[Labeled contour entries]

★ ★ ★ ★ ★ ★ ★

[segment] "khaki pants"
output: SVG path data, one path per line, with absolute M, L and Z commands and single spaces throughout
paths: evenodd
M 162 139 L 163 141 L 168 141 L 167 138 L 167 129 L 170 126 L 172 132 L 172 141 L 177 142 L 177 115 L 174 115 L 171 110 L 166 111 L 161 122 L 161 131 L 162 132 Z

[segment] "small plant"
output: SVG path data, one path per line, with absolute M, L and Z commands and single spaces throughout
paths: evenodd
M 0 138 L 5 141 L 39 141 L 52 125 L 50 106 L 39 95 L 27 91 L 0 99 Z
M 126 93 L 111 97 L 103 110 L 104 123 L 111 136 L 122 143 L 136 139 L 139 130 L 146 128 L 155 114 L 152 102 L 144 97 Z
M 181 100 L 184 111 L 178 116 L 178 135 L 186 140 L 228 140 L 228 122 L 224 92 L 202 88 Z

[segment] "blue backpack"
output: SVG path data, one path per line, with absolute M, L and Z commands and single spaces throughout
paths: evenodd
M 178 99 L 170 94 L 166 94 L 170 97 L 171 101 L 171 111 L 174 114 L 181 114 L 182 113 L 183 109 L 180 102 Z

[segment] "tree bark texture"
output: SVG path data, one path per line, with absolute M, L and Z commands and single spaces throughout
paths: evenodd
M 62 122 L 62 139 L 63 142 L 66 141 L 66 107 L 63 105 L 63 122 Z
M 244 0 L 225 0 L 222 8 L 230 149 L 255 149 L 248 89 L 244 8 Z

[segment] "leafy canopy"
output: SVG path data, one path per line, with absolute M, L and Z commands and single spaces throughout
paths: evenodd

★ ★ ★ ★ ★ ★ ★

:: Directions for this task ::
Return each line from the material above that contains the word "segment".

:: Result of the task ::
[segment] "khaki pants"
[segment] "small plant"
[segment] "blue backpack"
[segment] "tree bark texture"
[segment] "leafy canopy"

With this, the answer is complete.